Directions ->
a. In the passage on the Brook surname, repeat the stretch from "More: Hear Sir" to "especially in Huddersfield.", switching "surname" to "family name".
b. Turn the paragraph of the Brook surname passage that begins "That can be traced to families" into a bulleted list that keeps its main facts.
c. Write the next part of the passage about the Brook surname, starting after its final sentence.

Provided text ->

★ ★ ★ ★

More: Hear Sir Patrick Stewart reciting a poem in Yorkshire dialect for the BBC
What does your surname mean? George shares meanings of common Huddersfield family names:
This is a surname with fewer origins than is generally assumed and the numbers nationally owe a great deal to a spectacular expansion in the West Riding, especially in Huddersfield.
That can be traced to families living in the area known as Fartown which is separated from Huddersfield by a brook that was formerly an important boundary between the wapentakes of Morley and Agbrigg. It was called the ‘town brook’ in early documents and the surname originated in that valley: 1309 Adam Bythebroke, Rastrick; 1421 John Bythebroke, Huddersfield; 1490 John Bithebrooke, Rastrick. There were already four taxpayers called ‘Brook’ in the town in 1379 and more than 20 in a subsidy roll of 1545. Those numbers were augmented by the expansion of the same name nearby in Birstall parish and there will have been other origins. The preferred spelling in 1672 was Brooke, represented about 200 times in the West Riding. The ramification in that part of the county is reflected in the 1881 statistics when Brook had a total of 11,574 and was ranked 369th in Britain in order of popularity. Two thirds of those were in Yorkshire and the highest counts were Huddersfield (2,387) and Dewsbury (1,161).

★ ★ ★ ★

Dataset section ->
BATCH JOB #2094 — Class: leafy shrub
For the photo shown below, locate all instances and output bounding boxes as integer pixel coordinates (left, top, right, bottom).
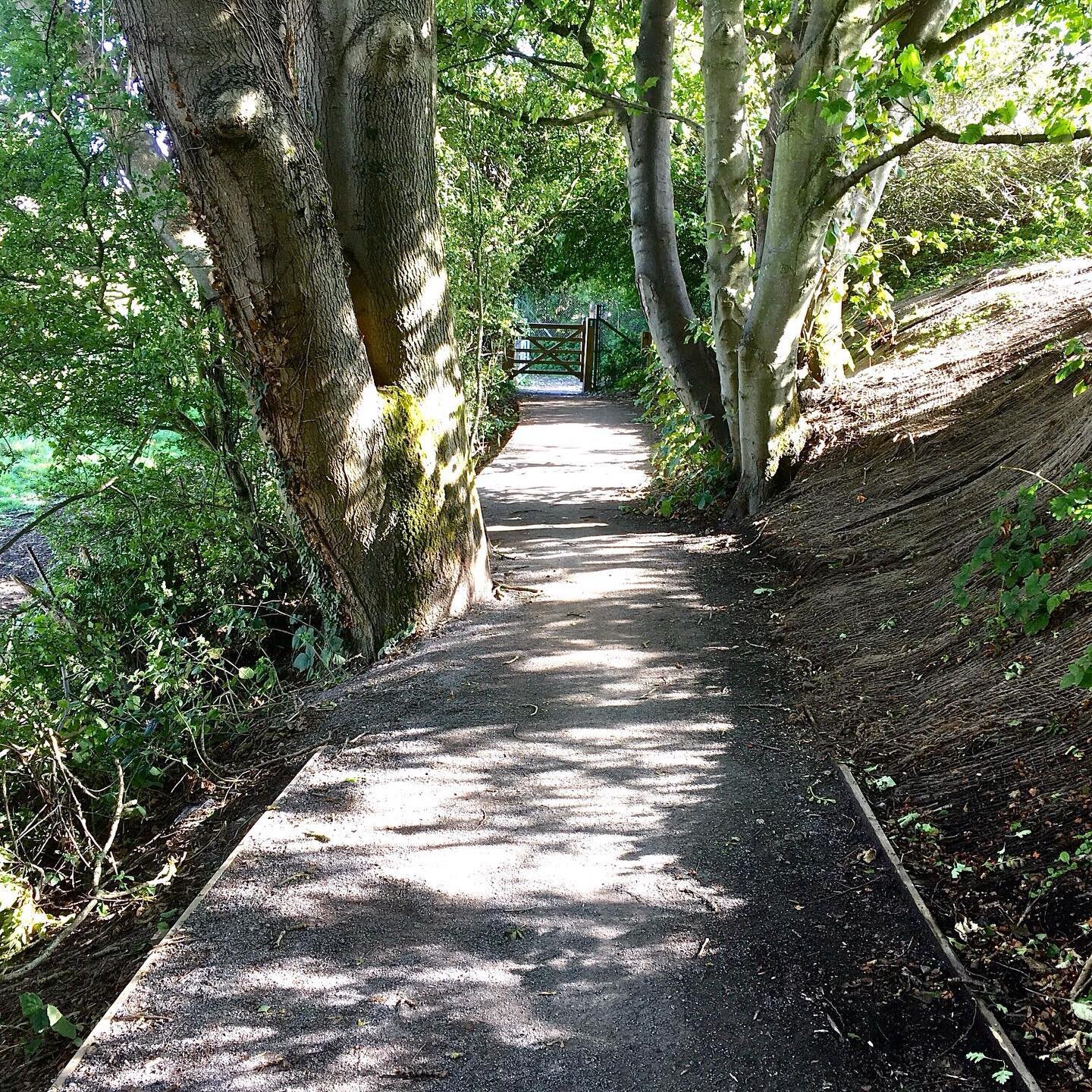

★ ★ ★ ★

Responses by task ->
a.
More: Hear Sir Patrick Stewart reciting a poem in Yorkshire dialect for the BBC
What does your family name mean? George shares meanings of common Huddersfield family names:
This is a family name with fewer origins than is generally assumed and the numbers nationally owe a great deal to a spectacular expansion in the West Riding, especially in Huddersfield.

b.
- The name traces to families in Fartown, an area separated from Huddersfield by a brook that once marked the boundary between the wapentakes of Morley and Agbrigg.
- Early documents called this stream the "town brook," and the surname arose in that valley.
- Early examples: Adam Bythebroke, Rastrick (1309); John Bythebroke, Huddersfield (1421); John Bithebrooke, Rastrick (1490).
- Huddersfield had four taxpayers named Brook in 1379 and more than 20 in a 1545 subsidy roll.
- The name also spread in nearby Birstall parish, and there were probably other origins.
- In 1672 the preferred spelling was Brooke, found about 200 times in the West Riding.
- In 1881 Brook numbered 11,574 and ranked 369th in Britain.
- Two thirds of these lived in Yorkshire, with the highest counts in Huddersfield (2,387) and Dewsbury (1,161).

c.
Brooke was less common but still prolific (4,471) and again Huddersfield (367) and Dewsbury (739) had the highest individual totals. The spelling stabilised late in the names’ history and it does not have genealogical significance. Brook and Brooke have several origins but people named Brook can have the same ancestry as people named Brooke. Brooks and Brookes occurred only occasionally.
There are several minor places named Haigh in the West Riding, the sites of early enclosures, one or two of which became settlements and gave rise to by-names. The surname will therefore have had more than one origin but there is no doubt that Haigh in the former township of Quarmby was a major source. The place name in this case referred to a triangle of land on the north side of the watershed that divided the ancient parishes of Halifax and Huddersfield. It was in the hamlet of Longwood and came into the possession of Fountains Abbey in the 12th century. There was a settlement there soon afterwards with examples of the by-name or surname from the early 1200s. After a move to Golcar in the Colne valley the family ramified in a spectacular fashion: 1377 Thomas del Hagh, Quarmby; 1451 John Haghe, Golcar; 1545 James Haight, Quarmby; 1601 John Haighe, Huddersfield.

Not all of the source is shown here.